Task to complete: Output the entries word for word. Omit images.

Excerpted records:
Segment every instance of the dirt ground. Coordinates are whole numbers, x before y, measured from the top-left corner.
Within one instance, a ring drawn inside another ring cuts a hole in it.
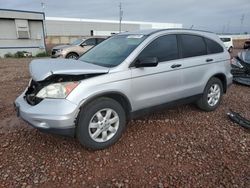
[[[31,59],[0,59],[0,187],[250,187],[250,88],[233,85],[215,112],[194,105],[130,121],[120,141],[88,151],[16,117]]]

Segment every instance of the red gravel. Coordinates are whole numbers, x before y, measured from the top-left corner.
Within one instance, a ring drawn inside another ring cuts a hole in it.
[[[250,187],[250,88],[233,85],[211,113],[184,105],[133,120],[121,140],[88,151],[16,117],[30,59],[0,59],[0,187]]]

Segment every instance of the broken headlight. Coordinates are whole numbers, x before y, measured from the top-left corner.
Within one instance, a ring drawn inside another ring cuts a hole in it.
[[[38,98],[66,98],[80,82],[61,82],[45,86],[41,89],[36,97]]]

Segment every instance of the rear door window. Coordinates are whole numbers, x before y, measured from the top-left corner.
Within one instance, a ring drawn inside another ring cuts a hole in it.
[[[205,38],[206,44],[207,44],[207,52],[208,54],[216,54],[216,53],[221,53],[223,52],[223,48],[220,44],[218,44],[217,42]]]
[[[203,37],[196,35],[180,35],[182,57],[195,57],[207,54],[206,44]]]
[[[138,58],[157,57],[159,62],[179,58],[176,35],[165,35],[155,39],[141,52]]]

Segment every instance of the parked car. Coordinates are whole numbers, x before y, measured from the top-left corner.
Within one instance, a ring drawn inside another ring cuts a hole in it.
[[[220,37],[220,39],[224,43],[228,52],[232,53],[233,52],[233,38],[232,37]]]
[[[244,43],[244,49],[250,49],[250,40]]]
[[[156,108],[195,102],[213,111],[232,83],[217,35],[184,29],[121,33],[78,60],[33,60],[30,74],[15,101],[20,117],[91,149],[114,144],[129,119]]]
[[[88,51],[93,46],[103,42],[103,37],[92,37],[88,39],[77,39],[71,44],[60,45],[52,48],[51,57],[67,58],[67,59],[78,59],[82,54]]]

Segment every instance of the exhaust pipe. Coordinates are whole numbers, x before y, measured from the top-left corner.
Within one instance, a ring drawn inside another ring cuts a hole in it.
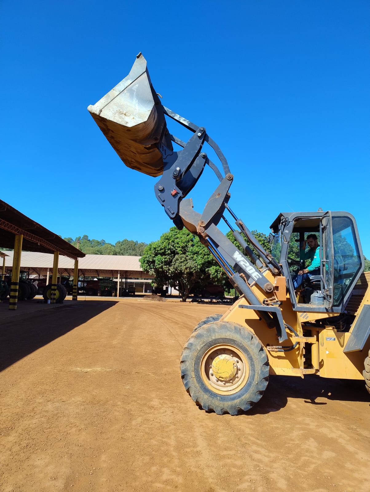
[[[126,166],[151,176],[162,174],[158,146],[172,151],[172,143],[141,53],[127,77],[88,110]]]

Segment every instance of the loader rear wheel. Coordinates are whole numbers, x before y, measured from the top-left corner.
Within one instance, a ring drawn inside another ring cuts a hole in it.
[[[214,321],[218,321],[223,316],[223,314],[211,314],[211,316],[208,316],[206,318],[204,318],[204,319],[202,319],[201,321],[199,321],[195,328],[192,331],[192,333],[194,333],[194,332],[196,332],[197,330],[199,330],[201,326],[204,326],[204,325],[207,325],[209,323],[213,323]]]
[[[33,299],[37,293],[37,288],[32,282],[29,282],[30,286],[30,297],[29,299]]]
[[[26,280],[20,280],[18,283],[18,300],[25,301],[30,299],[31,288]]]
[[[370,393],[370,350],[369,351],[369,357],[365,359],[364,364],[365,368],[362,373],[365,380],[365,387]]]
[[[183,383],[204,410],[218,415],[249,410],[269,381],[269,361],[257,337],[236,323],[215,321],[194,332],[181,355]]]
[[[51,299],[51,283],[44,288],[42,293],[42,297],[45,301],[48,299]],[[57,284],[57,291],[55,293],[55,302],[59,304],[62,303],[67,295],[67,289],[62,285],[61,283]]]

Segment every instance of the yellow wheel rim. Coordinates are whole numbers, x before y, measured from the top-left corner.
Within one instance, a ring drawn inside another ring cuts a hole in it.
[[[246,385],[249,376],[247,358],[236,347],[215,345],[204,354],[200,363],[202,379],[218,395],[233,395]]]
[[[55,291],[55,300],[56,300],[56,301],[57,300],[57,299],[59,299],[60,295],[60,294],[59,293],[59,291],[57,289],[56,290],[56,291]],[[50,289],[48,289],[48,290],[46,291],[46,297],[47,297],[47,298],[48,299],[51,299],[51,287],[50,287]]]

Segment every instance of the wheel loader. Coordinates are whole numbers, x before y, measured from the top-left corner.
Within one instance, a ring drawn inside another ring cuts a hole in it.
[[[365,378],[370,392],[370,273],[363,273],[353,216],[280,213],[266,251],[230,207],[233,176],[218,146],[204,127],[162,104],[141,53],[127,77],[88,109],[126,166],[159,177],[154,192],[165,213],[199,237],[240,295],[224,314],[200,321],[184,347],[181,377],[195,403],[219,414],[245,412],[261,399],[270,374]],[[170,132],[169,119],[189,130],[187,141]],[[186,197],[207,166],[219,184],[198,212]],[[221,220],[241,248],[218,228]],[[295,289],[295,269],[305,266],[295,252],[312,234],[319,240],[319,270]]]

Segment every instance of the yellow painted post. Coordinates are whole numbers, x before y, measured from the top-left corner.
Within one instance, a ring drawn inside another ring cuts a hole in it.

Output of the task:
Segment every instance of the dirt ground. Coordinates are whole numbers, x before y, measured from the top-left corner.
Within one instance, a ring drawn inside another ring cuts a hole in it.
[[[31,59],[0,59],[0,187],[250,187],[250,88],[233,85],[215,112],[194,105],[130,121],[120,141],[88,151],[16,117]]]

Segment every instance of the red gravel. Coordinates are whole numbers, x before y, measured from the top-left corner.
Within one instance, a ring drawn inside another ring cuts a hole in it.
[[[250,187],[250,88],[233,85],[211,113],[184,105],[133,120],[121,140],[88,151],[16,117],[30,59],[0,59],[0,187]]]

Segment every instance of the broken headlight. Coordinates are whole numbers, x before y, measured from the top-left corner.
Within one instance, a ring drawn inside another ring cuts a hole in it.
[[[38,98],[66,98],[80,82],[61,82],[45,86],[41,89],[36,97]]]

Segment every instance of the rear door window. Coordinates are whole numbers, x before y, measured from the top-left corner.
Within one instance, a ring drawn inside another ring cuts a hole in it.
[[[205,38],[206,44],[207,44],[207,52],[208,54],[216,54],[216,53],[221,53],[223,52],[223,48],[220,44],[218,44],[217,42]]]
[[[203,37],[196,35],[180,35],[182,57],[195,57],[207,54],[206,44]]]
[[[138,58],[157,57],[159,62],[179,58],[176,35],[165,35],[155,39],[141,52]]]

Segment every instance of the parked car. Coordinates are whole numbers, x before y, measured from the top-left corner.
Within one instance, a ring drawn inside another ring cuts a hole in it.
[[[220,37],[220,39],[224,43],[228,52],[232,53],[233,52],[233,38],[232,37]]]
[[[244,43],[244,49],[250,49],[250,40]]]
[[[156,108],[195,102],[213,111],[232,83],[217,35],[184,29],[121,33],[78,60],[33,60],[30,74],[15,101],[20,117],[91,149],[114,144],[129,119]]]
[[[88,51],[93,46],[103,42],[103,37],[92,37],[88,39],[77,39],[71,44],[60,45],[52,48],[51,57],[67,58],[67,59],[78,59],[82,54]]]

Segment every instance of the exhaust pipe. Coordinates are whole numbers, x before y, measured from the top-left corner.
Within one instance, a ring drawn inside another ring cuts a hole in it.
[[[126,166],[151,176],[162,174],[158,146],[172,151],[172,143],[141,53],[127,77],[88,110]]]

Segment every instance of the loader rear wheel. Coordinates are whole numbers, x before y, measured from the top-left corner.
Within one instance, a ring drawn inside another ring cuts a hole in it.
[[[214,321],[218,321],[223,316],[223,314],[211,314],[211,316],[208,316],[206,318],[204,318],[204,319],[202,319],[201,321],[199,321],[195,328],[192,331],[192,333],[194,333],[194,332],[196,332],[197,330],[199,330],[201,326],[204,326],[204,325],[207,325],[209,323],[213,323]]]
[[[33,299],[37,293],[37,288],[32,282],[29,282],[30,286],[30,297],[29,299]]]
[[[26,280],[20,280],[18,283],[18,300],[25,301],[30,299],[31,288]]]
[[[370,393],[370,350],[369,351],[369,357],[365,359],[364,364],[365,368],[362,373],[365,380],[365,387]]]
[[[183,383],[204,410],[218,415],[249,410],[269,381],[269,361],[257,337],[236,323],[215,321],[194,332],[181,355]]]
[[[51,299],[51,283],[44,288],[42,293],[42,297],[45,301],[48,299]],[[57,284],[57,291],[55,293],[55,302],[59,304],[62,303],[67,295],[67,289],[62,285],[61,283]]]

Segment every instance of the yellow wheel rim. Coordinates are whole numbers, x before y, measured from the top-left corner.
Within one instance, a ring drawn inside another ring cuts a hole in it.
[[[246,385],[249,376],[247,358],[236,347],[215,345],[204,354],[200,363],[202,379],[218,395],[233,395]]]
[[[55,291],[55,300],[56,300],[56,301],[57,300],[57,299],[59,299],[60,295],[60,294],[59,293],[59,291],[57,289],[56,290],[56,291]],[[50,289],[48,289],[48,290],[46,291],[46,297],[47,297],[47,298],[48,299],[51,299],[51,287],[50,287]]]

Segment every instance of the wheel loader. Coordinates are whole numbers, x before y, measured from the top-left corner.
Within one instance, a ring drawn inside another ring cuts a hole in it.
[[[365,378],[370,392],[370,273],[363,273],[353,216],[280,213],[266,251],[230,207],[233,176],[218,146],[204,127],[162,104],[141,53],[127,77],[88,109],[126,166],[159,177],[154,192],[165,213],[199,237],[240,295],[224,314],[200,321],[184,347],[181,377],[195,403],[219,414],[245,412],[261,399],[270,374]],[[170,132],[169,119],[189,130],[187,141]],[[186,197],[207,166],[219,184],[198,212]],[[221,220],[241,248],[218,228]],[[295,289],[295,269],[305,266],[295,252],[312,234],[319,240],[319,270]]]

Segment every instance of the yellow painted post. Coordinates are whole numbers, x before y, measured from the top-left corner.
Within one instance, a ring drawn inside another ring cuts a hole in it.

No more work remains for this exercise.